Stored data.
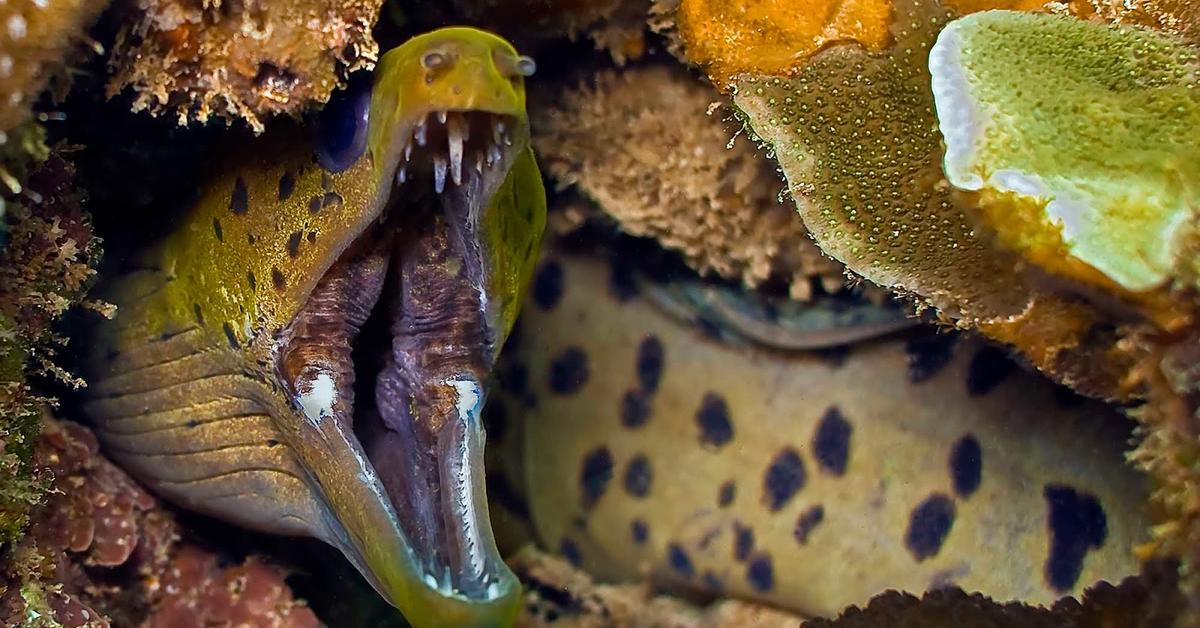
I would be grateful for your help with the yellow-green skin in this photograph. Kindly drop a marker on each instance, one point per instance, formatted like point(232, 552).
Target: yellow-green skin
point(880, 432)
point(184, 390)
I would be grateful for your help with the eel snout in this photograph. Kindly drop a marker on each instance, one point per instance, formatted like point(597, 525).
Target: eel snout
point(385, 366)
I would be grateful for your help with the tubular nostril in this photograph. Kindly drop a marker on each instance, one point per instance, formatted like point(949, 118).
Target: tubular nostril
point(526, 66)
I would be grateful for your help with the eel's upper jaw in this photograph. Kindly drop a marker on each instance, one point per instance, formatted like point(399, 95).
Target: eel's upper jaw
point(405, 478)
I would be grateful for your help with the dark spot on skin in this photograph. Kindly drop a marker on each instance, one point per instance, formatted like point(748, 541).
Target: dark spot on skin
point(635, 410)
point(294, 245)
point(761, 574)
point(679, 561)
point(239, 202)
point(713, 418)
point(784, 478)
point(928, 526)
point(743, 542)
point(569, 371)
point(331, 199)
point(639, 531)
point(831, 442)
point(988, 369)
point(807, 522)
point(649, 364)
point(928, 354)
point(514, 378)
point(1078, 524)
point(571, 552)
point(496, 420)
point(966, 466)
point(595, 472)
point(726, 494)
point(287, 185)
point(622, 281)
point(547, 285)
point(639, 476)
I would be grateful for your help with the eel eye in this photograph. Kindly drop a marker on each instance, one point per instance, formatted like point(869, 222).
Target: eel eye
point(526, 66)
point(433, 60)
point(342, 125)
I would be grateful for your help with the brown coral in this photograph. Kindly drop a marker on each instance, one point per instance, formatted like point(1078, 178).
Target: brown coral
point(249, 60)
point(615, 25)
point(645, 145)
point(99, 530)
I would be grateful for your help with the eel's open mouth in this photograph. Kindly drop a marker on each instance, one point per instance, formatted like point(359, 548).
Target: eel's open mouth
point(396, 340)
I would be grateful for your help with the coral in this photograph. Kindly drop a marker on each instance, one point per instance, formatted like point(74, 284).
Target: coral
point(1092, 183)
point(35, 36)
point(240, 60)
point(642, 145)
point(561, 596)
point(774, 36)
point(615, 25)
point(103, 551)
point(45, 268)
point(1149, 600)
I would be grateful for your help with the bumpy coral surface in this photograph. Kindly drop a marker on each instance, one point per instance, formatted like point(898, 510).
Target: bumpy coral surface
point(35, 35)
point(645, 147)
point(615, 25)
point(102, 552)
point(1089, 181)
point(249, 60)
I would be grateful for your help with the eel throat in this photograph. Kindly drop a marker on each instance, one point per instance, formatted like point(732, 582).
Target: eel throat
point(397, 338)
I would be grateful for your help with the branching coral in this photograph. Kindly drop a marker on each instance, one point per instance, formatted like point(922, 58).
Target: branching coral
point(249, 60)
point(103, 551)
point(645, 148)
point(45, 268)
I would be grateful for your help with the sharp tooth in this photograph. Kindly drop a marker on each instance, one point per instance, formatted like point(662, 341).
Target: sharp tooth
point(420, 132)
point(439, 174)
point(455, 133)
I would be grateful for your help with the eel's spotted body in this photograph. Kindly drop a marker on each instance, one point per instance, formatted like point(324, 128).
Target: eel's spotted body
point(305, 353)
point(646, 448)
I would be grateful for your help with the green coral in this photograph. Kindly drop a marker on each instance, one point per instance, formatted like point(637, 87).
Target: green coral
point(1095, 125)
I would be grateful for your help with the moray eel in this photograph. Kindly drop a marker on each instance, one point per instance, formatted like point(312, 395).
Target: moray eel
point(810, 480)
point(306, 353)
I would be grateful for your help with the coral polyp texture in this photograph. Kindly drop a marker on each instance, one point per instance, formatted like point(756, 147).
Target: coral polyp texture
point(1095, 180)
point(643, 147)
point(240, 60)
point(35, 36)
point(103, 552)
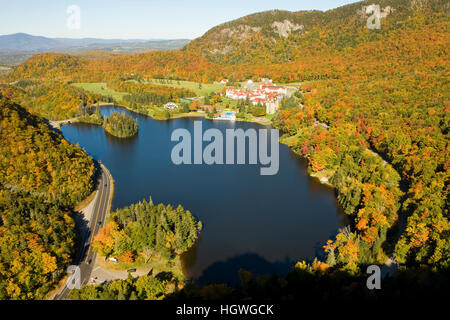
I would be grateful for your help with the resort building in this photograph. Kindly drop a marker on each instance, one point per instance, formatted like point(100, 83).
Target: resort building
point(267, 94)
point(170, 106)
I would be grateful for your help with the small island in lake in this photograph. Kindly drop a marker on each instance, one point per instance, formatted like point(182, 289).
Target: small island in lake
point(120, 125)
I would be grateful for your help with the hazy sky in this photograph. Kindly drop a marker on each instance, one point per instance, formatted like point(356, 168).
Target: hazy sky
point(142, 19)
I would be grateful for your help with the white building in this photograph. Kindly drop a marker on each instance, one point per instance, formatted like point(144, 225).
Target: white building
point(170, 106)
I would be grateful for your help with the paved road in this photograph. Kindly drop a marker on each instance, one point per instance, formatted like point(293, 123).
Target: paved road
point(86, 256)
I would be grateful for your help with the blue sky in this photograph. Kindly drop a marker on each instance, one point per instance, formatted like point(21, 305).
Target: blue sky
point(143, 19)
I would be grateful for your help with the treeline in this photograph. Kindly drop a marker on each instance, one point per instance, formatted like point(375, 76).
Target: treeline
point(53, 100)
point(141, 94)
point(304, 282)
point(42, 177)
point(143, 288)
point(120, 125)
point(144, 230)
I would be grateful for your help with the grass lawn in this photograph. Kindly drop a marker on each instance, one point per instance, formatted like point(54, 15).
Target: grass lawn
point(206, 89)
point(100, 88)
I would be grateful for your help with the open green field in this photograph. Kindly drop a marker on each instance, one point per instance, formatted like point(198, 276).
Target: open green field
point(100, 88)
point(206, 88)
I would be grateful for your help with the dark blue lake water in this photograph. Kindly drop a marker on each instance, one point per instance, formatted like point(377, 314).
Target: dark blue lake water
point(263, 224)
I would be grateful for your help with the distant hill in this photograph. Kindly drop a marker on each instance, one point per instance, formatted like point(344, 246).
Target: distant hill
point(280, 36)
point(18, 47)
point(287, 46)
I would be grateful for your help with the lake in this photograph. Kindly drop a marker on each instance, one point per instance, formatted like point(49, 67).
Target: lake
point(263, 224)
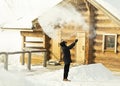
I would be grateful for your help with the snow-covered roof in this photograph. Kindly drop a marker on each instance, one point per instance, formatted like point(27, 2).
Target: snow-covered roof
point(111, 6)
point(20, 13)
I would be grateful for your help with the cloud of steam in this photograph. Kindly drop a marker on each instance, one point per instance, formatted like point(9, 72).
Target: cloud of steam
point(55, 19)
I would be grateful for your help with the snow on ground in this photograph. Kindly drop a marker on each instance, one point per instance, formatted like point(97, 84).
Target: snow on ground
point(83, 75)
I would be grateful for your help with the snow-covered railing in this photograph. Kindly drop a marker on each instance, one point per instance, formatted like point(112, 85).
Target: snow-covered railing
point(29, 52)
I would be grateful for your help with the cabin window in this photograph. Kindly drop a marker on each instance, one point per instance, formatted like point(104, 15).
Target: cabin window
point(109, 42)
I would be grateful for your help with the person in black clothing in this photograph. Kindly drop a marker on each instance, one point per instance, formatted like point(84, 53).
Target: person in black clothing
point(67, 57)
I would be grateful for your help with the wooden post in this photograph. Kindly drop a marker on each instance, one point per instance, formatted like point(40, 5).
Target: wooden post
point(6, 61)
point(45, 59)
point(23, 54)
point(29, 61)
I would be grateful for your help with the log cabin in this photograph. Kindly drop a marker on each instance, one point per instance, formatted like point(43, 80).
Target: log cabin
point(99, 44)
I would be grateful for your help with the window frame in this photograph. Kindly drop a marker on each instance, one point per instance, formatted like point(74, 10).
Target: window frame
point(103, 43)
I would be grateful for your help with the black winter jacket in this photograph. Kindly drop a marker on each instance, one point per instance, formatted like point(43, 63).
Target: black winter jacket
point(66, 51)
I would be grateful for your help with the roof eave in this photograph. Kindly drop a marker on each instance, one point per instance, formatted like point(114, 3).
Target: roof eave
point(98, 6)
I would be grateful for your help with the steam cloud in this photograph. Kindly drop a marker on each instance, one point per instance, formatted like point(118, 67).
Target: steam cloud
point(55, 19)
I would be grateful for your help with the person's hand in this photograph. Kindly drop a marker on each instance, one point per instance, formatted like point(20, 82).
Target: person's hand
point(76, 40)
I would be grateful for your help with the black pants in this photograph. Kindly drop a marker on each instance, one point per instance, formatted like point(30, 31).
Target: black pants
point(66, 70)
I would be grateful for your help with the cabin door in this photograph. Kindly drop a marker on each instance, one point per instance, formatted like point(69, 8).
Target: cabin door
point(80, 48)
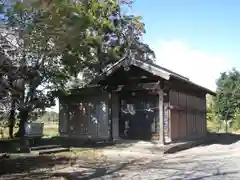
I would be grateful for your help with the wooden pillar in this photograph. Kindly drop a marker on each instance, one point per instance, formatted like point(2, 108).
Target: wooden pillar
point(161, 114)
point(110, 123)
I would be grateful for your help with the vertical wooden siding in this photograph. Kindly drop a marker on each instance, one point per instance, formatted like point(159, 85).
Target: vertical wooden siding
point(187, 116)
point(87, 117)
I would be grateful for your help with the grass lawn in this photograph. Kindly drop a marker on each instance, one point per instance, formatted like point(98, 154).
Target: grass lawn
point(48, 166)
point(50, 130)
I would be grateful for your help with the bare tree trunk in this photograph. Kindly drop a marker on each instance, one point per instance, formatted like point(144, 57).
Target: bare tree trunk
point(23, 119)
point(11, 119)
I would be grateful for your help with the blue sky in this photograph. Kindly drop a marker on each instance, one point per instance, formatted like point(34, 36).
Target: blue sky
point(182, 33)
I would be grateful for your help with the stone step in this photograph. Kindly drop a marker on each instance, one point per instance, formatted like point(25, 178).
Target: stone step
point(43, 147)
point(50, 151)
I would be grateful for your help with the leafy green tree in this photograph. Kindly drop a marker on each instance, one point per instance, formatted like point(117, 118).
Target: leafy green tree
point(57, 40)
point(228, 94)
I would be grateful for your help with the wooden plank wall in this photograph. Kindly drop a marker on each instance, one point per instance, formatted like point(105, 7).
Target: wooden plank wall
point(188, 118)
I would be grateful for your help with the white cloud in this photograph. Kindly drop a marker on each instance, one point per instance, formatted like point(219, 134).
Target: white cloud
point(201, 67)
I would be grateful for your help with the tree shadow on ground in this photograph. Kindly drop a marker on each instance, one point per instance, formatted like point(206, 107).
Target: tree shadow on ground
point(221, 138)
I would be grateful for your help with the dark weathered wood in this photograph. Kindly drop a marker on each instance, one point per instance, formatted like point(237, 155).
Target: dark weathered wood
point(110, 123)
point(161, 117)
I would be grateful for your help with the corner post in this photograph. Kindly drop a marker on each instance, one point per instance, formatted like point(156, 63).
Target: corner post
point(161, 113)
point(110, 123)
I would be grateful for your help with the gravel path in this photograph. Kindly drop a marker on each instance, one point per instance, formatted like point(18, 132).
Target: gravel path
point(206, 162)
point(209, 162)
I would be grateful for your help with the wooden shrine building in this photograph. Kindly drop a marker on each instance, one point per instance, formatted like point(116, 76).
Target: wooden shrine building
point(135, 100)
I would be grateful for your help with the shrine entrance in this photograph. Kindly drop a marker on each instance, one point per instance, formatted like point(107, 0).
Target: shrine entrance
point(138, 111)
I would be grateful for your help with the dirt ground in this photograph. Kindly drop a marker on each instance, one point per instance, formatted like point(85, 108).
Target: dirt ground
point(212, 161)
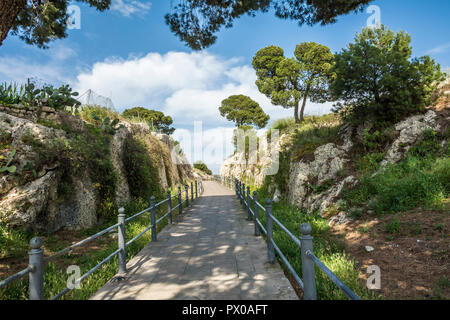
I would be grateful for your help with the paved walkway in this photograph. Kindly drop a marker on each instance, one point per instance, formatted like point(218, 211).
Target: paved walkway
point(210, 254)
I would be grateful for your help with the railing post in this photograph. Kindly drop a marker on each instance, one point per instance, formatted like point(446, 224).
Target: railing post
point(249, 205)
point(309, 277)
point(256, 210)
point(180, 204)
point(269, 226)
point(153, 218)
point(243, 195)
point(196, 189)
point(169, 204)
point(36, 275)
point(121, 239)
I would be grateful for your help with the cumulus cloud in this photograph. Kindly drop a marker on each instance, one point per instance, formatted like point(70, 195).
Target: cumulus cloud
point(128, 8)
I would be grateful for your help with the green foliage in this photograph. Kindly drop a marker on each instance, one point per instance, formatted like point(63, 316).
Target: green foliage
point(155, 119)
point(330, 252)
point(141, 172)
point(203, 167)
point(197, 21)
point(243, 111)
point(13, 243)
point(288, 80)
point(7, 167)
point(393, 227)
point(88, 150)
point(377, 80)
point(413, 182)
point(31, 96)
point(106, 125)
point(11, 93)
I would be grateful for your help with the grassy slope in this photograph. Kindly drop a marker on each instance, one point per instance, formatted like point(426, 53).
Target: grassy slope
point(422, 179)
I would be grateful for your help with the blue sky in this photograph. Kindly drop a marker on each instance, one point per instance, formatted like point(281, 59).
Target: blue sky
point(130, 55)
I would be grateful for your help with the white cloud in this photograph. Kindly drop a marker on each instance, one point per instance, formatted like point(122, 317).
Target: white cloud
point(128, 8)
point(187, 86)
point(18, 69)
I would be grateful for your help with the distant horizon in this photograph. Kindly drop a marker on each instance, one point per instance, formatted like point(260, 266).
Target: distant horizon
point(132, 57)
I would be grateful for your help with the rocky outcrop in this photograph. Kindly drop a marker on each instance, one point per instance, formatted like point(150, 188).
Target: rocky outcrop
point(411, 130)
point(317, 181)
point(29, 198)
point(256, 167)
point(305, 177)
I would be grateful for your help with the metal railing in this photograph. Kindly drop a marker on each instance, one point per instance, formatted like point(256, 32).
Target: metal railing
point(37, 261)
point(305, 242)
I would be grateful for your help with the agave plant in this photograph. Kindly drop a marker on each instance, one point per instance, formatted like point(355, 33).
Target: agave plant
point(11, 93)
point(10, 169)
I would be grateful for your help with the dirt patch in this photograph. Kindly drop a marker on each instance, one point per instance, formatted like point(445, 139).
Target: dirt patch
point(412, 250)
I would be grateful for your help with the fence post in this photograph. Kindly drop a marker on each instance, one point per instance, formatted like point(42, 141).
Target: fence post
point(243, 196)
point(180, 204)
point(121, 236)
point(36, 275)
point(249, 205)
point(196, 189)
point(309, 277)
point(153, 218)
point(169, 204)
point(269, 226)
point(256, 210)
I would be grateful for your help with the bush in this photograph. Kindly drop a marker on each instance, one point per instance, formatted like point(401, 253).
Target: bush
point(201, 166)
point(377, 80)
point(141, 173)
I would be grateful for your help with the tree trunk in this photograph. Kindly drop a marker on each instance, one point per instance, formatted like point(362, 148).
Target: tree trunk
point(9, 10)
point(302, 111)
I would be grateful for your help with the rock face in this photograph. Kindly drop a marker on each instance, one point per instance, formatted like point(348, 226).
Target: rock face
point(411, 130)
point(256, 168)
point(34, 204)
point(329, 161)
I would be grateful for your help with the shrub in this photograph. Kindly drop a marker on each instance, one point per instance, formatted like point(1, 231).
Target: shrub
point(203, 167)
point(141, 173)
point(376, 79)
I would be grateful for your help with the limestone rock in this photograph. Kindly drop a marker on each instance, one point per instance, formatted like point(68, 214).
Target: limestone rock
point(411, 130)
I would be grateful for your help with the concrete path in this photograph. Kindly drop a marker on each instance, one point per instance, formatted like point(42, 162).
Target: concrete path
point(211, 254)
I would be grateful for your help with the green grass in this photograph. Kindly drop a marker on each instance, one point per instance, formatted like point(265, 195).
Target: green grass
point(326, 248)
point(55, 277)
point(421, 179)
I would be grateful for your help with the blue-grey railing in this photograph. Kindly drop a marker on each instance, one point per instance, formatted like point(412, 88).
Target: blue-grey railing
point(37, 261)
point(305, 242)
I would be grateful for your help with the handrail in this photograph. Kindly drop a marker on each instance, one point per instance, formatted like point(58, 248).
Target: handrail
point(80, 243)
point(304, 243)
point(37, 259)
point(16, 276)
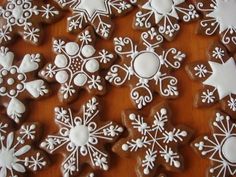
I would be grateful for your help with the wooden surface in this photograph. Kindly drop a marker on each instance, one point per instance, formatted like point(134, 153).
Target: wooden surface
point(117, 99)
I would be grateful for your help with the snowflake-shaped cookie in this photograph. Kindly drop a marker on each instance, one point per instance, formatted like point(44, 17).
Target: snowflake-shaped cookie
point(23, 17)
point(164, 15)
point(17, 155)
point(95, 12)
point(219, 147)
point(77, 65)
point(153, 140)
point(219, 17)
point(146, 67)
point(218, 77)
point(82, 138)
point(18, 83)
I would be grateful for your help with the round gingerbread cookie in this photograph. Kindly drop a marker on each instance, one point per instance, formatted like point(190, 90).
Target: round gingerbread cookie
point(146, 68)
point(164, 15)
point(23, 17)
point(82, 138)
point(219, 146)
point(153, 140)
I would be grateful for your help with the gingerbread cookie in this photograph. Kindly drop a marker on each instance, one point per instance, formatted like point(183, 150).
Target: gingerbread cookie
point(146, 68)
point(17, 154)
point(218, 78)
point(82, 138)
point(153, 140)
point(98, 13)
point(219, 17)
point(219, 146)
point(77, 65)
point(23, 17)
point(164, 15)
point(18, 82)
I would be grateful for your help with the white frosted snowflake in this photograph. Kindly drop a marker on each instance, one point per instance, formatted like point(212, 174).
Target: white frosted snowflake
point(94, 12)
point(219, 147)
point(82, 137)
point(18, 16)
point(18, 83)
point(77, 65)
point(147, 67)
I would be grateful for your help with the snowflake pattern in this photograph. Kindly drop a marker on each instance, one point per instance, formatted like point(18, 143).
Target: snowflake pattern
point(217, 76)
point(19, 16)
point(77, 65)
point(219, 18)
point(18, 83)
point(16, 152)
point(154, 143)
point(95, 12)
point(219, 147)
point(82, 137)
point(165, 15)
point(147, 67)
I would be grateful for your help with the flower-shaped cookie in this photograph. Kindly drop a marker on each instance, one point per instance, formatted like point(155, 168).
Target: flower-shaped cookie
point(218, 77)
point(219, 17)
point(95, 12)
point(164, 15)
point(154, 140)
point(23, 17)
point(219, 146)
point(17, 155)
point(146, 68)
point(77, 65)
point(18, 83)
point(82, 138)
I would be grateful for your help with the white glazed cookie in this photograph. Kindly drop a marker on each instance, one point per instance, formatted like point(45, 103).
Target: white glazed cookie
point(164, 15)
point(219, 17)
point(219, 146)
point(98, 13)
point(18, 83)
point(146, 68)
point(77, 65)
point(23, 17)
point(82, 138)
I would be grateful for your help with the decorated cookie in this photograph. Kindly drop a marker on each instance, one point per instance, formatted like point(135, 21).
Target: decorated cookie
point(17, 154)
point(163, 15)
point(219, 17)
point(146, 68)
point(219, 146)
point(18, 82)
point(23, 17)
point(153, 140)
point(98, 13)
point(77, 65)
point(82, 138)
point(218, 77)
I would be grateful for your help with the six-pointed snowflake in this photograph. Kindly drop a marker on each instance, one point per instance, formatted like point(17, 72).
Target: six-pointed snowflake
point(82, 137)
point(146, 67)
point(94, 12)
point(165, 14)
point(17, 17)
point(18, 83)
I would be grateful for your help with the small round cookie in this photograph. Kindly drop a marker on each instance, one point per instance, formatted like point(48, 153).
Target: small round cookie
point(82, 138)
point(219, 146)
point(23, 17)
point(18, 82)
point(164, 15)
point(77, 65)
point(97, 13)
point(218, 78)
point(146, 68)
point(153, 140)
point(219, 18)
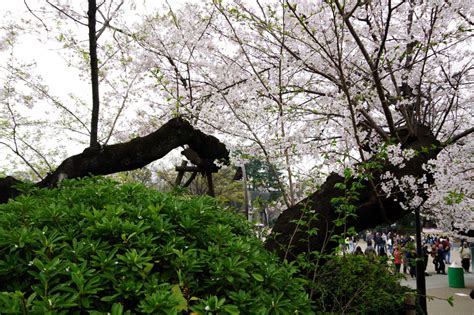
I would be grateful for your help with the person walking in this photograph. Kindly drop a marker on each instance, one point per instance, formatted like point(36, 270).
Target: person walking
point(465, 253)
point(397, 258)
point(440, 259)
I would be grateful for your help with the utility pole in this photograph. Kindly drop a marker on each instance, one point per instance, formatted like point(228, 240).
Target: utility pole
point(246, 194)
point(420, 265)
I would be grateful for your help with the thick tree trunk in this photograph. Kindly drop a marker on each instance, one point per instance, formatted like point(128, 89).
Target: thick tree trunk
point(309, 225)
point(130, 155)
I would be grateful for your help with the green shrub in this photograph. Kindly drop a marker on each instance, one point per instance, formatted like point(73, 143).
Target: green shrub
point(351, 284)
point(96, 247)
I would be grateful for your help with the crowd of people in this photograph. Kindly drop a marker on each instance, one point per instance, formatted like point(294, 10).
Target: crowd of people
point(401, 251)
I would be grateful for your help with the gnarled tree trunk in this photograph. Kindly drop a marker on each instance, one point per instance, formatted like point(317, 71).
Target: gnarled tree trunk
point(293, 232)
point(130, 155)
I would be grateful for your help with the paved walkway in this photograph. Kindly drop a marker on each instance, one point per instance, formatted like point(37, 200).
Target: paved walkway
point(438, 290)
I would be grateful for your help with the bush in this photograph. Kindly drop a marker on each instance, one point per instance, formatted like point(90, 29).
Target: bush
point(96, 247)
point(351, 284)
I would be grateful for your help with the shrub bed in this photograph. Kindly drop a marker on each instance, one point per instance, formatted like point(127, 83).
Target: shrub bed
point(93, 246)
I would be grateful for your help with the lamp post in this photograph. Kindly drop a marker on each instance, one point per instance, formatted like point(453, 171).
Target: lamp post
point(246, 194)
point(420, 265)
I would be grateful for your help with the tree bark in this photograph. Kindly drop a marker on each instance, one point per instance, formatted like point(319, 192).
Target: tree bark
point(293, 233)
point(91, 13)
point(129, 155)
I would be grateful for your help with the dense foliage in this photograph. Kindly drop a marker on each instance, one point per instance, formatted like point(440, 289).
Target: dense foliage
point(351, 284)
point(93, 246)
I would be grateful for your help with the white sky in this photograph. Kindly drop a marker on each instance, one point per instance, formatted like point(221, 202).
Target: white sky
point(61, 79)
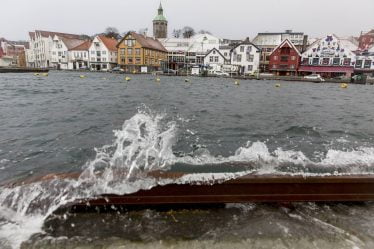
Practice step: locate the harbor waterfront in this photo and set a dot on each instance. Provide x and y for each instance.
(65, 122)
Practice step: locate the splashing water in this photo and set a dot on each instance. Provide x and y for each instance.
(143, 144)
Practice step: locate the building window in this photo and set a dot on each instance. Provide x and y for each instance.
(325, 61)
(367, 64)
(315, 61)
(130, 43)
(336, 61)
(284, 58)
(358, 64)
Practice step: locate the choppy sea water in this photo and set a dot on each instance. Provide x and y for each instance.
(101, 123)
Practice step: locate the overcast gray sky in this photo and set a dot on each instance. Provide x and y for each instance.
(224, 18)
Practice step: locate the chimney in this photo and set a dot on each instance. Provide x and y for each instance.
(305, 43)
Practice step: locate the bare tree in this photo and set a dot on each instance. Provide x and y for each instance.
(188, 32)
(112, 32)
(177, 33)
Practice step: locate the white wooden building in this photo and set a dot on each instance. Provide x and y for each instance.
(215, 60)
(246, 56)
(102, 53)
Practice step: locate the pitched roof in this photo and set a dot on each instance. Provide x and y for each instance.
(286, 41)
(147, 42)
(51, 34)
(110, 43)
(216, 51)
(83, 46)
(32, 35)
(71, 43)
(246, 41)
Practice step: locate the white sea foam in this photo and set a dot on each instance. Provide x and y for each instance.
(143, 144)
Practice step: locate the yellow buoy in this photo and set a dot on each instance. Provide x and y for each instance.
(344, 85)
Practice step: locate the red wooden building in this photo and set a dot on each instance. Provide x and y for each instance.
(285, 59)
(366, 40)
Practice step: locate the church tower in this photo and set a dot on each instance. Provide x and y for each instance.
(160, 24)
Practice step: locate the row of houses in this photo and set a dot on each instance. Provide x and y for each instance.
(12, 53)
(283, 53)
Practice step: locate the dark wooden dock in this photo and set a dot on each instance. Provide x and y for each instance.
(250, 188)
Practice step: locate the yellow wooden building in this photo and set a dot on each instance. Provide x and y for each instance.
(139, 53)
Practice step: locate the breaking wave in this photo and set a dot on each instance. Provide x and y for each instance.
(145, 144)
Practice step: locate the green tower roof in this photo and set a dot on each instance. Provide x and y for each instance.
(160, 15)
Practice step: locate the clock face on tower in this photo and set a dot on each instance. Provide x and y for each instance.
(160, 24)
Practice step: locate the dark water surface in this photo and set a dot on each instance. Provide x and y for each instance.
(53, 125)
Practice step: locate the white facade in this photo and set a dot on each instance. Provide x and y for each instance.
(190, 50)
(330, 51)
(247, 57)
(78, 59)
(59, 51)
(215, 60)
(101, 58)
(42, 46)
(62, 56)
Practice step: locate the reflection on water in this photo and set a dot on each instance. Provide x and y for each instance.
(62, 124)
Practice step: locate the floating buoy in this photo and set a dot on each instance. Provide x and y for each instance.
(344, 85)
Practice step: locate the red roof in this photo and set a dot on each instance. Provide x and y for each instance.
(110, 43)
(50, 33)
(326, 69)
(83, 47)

What you should do. Quote the lines of the listing between the line holding "like point(21, 305)." and the line holding "point(143, 19)", inclusive, and give them unchanged.

Finished exercise.
I would be grateful for your help with the blue sky in this photograph. Kindly drop a marker on each instance, one point per instance, formatted like point(21, 305).
Target: blue sky
point(143, 19)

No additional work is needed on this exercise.